## [Task prompt]
Beginning with the line that includes "Pass this photo to locate to point out the easel" and ending with the last line of the listing below, write out each line exactly, with no other output.

/---

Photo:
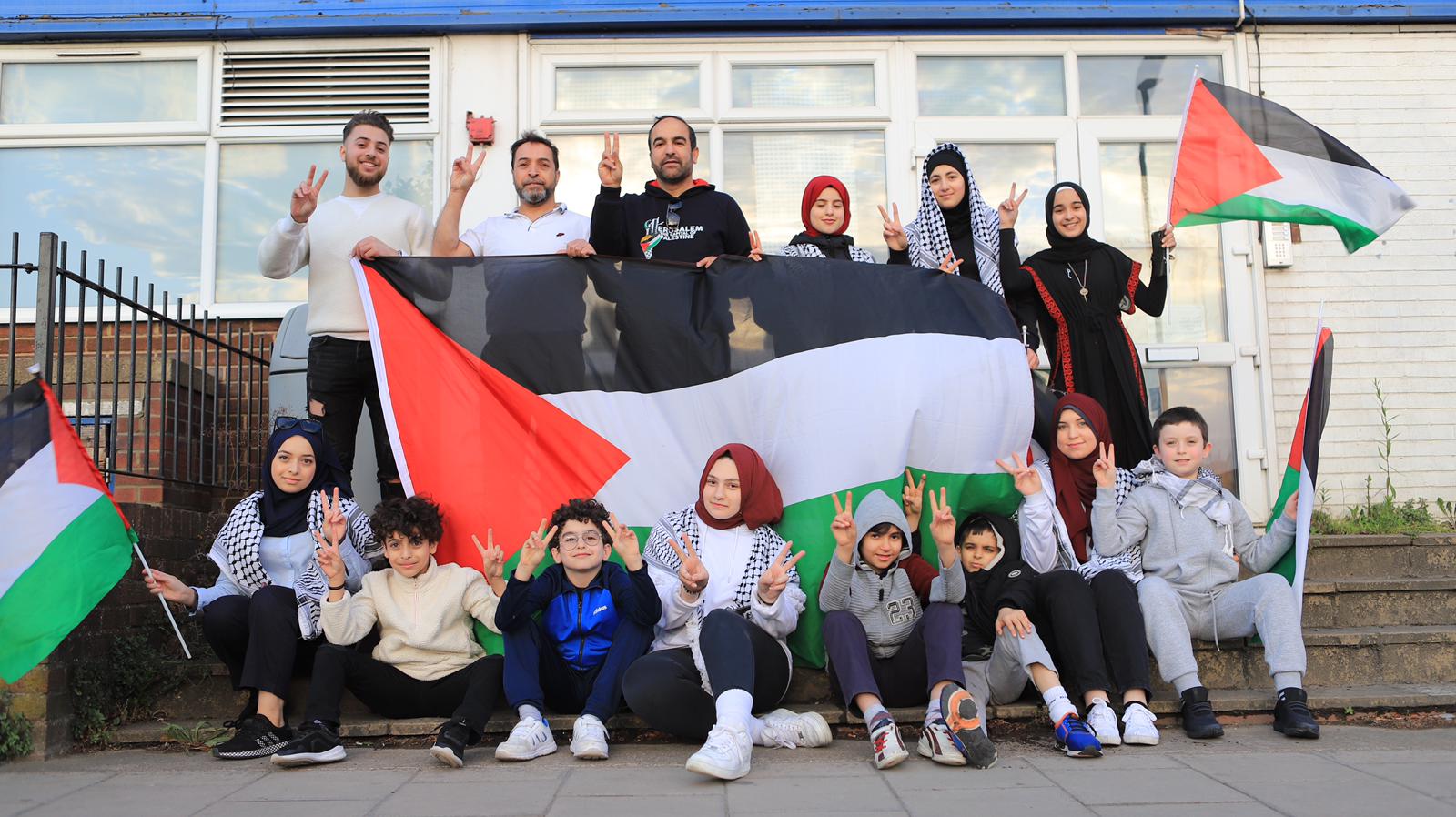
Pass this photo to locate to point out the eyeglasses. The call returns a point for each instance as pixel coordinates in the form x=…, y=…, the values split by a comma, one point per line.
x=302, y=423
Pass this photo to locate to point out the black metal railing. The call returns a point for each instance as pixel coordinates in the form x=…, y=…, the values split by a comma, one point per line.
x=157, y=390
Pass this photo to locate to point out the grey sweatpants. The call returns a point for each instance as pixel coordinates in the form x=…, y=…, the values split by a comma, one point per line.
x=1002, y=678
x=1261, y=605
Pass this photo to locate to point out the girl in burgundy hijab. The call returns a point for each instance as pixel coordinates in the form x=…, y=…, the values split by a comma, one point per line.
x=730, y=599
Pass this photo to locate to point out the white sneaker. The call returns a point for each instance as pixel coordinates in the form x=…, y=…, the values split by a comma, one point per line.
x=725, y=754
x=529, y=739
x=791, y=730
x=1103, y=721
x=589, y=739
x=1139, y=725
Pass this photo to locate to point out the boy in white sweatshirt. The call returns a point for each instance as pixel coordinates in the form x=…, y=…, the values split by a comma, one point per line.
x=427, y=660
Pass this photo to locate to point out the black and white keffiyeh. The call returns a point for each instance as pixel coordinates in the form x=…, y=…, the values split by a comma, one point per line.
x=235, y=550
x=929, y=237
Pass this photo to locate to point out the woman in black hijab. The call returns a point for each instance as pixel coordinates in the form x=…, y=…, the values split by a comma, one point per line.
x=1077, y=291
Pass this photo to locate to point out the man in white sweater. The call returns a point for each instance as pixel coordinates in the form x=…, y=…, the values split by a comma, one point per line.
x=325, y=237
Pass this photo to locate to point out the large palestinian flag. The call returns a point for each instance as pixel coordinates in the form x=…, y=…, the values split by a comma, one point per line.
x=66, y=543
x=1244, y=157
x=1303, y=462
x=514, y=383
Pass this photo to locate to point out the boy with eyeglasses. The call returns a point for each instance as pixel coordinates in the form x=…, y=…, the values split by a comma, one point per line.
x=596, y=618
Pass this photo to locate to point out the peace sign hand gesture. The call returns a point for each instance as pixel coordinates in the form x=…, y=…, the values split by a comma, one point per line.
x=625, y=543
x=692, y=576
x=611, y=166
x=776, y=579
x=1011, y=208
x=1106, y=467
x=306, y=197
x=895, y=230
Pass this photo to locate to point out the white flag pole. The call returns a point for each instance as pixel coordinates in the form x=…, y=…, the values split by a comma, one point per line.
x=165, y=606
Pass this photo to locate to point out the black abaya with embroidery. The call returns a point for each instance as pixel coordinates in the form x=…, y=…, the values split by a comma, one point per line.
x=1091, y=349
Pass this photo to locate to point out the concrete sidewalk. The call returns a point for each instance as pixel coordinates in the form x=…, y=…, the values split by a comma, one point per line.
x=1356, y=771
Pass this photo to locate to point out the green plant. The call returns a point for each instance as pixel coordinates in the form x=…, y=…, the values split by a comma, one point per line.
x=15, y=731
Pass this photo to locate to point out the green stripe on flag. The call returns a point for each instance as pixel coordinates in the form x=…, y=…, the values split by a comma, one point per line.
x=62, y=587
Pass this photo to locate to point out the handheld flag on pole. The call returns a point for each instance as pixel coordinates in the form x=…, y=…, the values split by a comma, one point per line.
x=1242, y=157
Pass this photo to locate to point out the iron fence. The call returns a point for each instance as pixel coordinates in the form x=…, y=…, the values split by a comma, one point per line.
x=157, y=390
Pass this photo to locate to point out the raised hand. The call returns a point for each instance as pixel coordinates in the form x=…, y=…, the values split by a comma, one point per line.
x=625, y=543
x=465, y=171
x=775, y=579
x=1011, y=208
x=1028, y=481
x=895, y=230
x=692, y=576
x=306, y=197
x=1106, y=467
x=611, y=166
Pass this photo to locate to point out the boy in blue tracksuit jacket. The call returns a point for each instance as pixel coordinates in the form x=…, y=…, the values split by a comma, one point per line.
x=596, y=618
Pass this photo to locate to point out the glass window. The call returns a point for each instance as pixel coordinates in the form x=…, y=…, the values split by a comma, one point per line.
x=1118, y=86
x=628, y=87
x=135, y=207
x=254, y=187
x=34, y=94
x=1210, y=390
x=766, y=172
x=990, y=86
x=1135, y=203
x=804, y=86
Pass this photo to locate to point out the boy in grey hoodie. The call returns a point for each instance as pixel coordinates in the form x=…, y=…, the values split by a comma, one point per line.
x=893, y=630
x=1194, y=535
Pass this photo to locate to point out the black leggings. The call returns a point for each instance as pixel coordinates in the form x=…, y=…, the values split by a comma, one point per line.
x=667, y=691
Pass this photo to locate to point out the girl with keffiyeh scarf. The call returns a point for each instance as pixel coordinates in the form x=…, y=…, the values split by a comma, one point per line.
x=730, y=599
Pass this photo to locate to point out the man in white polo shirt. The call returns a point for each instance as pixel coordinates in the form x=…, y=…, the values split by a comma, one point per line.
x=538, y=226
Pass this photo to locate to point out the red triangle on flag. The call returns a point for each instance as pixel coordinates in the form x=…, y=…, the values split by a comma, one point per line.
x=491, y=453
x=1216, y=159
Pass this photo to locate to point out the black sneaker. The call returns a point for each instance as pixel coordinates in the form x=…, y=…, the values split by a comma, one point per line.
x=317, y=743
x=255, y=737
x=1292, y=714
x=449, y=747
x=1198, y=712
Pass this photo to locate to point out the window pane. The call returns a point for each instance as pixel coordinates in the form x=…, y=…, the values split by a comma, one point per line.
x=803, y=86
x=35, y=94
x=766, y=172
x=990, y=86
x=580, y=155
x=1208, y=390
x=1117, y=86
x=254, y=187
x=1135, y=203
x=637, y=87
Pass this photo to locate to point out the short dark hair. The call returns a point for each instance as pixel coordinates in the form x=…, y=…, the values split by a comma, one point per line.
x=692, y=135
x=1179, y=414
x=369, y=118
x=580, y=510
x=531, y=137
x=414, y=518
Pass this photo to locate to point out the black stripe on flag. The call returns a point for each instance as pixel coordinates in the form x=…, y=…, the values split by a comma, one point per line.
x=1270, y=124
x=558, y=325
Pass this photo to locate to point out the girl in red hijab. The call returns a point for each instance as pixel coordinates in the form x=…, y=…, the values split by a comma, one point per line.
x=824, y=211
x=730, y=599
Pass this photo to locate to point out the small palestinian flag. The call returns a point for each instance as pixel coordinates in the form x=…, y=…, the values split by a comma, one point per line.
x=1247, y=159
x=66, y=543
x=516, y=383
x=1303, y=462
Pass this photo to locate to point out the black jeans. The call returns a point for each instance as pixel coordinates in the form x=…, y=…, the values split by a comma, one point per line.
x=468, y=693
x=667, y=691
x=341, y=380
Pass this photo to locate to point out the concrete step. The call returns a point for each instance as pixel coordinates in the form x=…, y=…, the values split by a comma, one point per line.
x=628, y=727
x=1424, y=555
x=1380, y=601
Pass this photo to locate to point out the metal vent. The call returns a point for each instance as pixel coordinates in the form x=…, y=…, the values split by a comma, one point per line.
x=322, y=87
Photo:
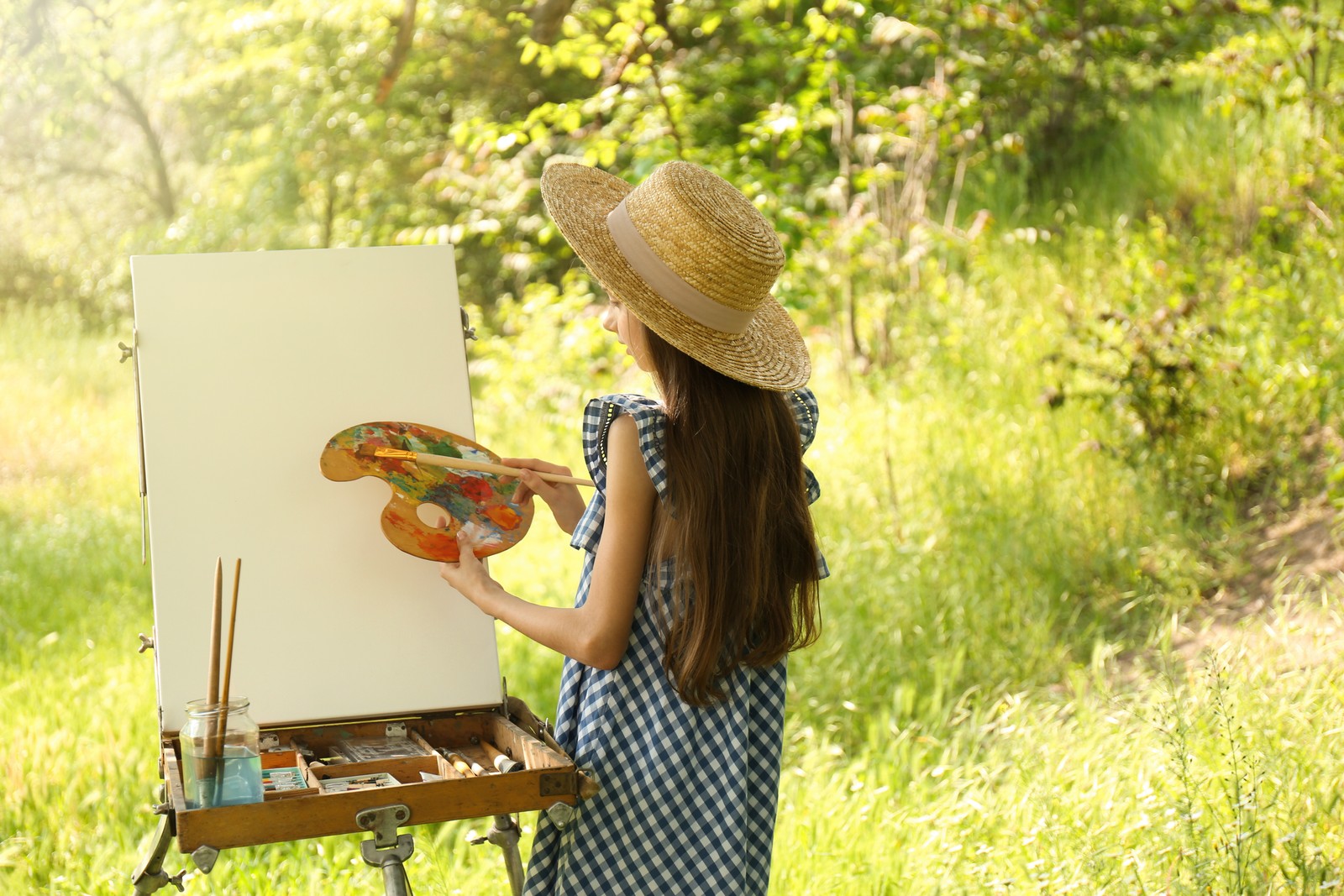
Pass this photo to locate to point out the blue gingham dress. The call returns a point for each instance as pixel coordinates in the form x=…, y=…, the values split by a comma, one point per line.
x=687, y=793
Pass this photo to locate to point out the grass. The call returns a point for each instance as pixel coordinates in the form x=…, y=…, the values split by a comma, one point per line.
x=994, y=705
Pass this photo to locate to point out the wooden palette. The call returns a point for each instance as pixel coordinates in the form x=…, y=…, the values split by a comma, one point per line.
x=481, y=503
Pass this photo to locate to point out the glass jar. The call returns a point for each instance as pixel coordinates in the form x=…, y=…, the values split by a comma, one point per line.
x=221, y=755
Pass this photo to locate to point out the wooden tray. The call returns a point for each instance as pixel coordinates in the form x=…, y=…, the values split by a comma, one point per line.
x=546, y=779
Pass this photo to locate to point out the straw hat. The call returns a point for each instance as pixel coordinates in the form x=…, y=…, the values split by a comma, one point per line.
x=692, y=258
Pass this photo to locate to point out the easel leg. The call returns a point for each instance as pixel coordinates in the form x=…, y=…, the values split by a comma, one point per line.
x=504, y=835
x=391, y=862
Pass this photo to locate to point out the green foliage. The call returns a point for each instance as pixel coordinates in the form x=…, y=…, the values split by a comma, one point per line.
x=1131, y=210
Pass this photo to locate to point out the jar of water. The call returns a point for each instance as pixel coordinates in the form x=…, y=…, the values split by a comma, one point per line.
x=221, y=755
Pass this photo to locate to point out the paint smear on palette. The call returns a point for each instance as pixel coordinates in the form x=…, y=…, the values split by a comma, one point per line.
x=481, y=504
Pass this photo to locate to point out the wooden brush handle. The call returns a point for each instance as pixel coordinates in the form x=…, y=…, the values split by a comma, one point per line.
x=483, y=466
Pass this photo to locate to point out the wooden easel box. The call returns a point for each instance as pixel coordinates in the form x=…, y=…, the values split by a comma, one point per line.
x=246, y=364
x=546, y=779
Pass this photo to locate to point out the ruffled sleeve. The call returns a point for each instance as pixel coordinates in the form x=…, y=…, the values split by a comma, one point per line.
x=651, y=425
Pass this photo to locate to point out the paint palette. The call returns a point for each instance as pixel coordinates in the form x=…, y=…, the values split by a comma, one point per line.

\---

## [Answer area]
Pass this photo to locate to point out the easel leg. The call returns a point for each instance as pixel coordinates in the form x=…, y=…, the values split by a comma, one point per line.
x=504, y=835
x=391, y=862
Pass this photo to locate to point out the green foliage. The call returns a point for each instance as pixel coordinates in the form x=…, y=…, the values split by a comma, one point per line.
x=1131, y=210
Pass this photo to locate to point out the jar of water. The call returns a point for each instance as pixel coordinates in the form x=…, y=…, the values split by a comma, one point per line.
x=221, y=755
Pass this photo to locate to point out the paint smear on palette. The call returns a point for each instance as pixel coordinates in the form x=…, y=…, the values split by a comma, one point per line.
x=481, y=504
Pass this photo to locate to point out the wooden brush handle. The call returns a point for each instance as pixel coordinates in the form x=…, y=…, the values split by a comma, one point per line.
x=483, y=466
Pass this photo to locate to point out the wooden easel box. The call returns a point for each instance as pixel coordinates in the form x=…, y=…, the values split by a comma, one point per line.
x=246, y=364
x=546, y=779
Pass this photo to locate to point out the ruffled sleeve. The call returns a point for each instance as pixel coordinates in the form x=…, y=…, the values split by a comma, one point per line.
x=651, y=425
Pass this photo to locate to point out the paint palette. The call returns a point for each instance as pixel coordinates in the form x=…, y=…, the values split by a comma, one point per line.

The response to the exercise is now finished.